Outline entries for images

━━━

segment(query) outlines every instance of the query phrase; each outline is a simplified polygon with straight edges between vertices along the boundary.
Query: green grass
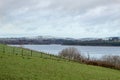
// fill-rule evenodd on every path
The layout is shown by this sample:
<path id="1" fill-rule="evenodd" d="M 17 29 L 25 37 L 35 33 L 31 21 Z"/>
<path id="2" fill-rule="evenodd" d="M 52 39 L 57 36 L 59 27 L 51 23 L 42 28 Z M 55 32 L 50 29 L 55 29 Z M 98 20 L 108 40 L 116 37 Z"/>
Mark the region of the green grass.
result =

━━━

EXERCISE BRIEF
Please repeat every item above word for word, leaving the pictures out of your answer.

PROBLEM SOLUTION
segment(query) outlines every instance of the query phrase; each outline is a simplified polygon with straight edges between vertices along the boundary.
Query: green grass
// fill-rule evenodd on every path
The layout is shown by this sample:
<path id="1" fill-rule="evenodd" d="M 17 29 L 25 37 L 35 33 L 31 21 Z"/>
<path id="2" fill-rule="evenodd" d="M 52 39 L 57 36 L 59 27 L 51 23 L 42 28 Z M 55 32 L 50 29 L 55 29 Z M 98 20 L 108 40 L 116 37 Z"/>
Mark the region of the green grass.
result =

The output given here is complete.